• The task: Nothing in the records should change; write them all out exactly.

(Stored data)

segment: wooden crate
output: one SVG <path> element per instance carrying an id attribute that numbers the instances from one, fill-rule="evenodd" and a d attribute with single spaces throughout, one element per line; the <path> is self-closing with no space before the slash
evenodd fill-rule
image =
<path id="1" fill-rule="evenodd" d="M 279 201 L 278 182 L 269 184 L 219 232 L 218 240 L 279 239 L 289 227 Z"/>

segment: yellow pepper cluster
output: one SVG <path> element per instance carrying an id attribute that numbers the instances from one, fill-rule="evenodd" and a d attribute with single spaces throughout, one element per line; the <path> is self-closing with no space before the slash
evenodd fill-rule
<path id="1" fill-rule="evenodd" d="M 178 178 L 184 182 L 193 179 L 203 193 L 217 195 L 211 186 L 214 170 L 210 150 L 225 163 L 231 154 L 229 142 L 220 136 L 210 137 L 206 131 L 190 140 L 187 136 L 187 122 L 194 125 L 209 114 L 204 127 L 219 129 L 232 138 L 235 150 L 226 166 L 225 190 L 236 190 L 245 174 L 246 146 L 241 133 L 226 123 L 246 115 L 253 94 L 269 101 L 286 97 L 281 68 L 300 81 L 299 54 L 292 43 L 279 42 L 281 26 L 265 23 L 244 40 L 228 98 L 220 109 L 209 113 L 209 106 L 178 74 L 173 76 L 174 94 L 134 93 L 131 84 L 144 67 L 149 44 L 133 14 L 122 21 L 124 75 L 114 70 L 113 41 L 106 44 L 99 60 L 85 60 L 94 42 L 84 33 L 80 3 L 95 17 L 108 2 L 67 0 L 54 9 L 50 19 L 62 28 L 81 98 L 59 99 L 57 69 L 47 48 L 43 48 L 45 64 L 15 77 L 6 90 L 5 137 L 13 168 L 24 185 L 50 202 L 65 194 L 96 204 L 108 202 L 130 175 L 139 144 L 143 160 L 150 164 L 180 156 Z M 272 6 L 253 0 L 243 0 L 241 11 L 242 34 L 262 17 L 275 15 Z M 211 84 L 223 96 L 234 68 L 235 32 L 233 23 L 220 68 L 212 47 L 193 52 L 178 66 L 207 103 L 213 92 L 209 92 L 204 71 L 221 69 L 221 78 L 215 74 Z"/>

• Answer space:
segment: wooden crate
output: one SVG <path> element per instance carrying an id attribute that numbers the instances from one, fill-rule="evenodd" and a d attribute with single spaces throughout, one element per line; the <path> is self-closing with no space before the slash
evenodd fill-rule
image =
<path id="1" fill-rule="evenodd" d="M 279 201 L 278 182 L 269 184 L 219 232 L 218 240 L 279 239 L 289 227 Z"/>

segment: yellow pepper cluster
output: one SVG <path> element per instance carrying an id attribute that numbers the instances from one, fill-rule="evenodd" and a d attribute with single spaces throughout, one element per line; the <path> is self-closing with no space before the slash
evenodd fill-rule
<path id="1" fill-rule="evenodd" d="M 178 178 L 184 182 L 193 179 L 203 193 L 217 195 L 211 186 L 214 170 L 210 150 L 225 163 L 231 154 L 229 142 L 220 136 L 210 137 L 206 131 L 190 140 L 187 136 L 187 122 L 194 125 L 209 114 L 204 127 L 219 129 L 232 138 L 235 150 L 226 166 L 225 190 L 236 190 L 245 174 L 246 146 L 241 133 L 226 123 L 246 115 L 253 94 L 269 101 L 286 97 L 281 68 L 300 81 L 299 54 L 292 43 L 279 42 L 281 26 L 265 23 L 244 40 L 228 98 L 220 109 L 209 113 L 209 106 L 178 74 L 173 76 L 174 94 L 134 93 L 131 84 L 144 67 L 149 44 L 133 14 L 122 21 L 124 75 L 114 70 L 113 41 L 106 44 L 99 60 L 85 60 L 94 42 L 84 33 L 80 3 L 95 17 L 108 2 L 67 0 L 54 9 L 50 19 L 62 28 L 81 98 L 59 99 L 57 69 L 47 48 L 43 48 L 45 64 L 15 77 L 6 90 L 5 137 L 13 168 L 24 185 L 50 202 L 65 194 L 96 204 L 108 202 L 130 175 L 139 144 L 143 160 L 150 164 L 180 156 Z M 272 6 L 253 0 L 243 0 L 241 11 L 242 34 L 262 17 L 275 15 Z M 211 84 L 223 96 L 234 68 L 235 32 L 233 23 L 220 68 L 212 47 L 193 52 L 178 66 L 207 103 L 213 92 L 209 92 L 204 71 L 221 69 L 221 78 L 215 74 Z"/>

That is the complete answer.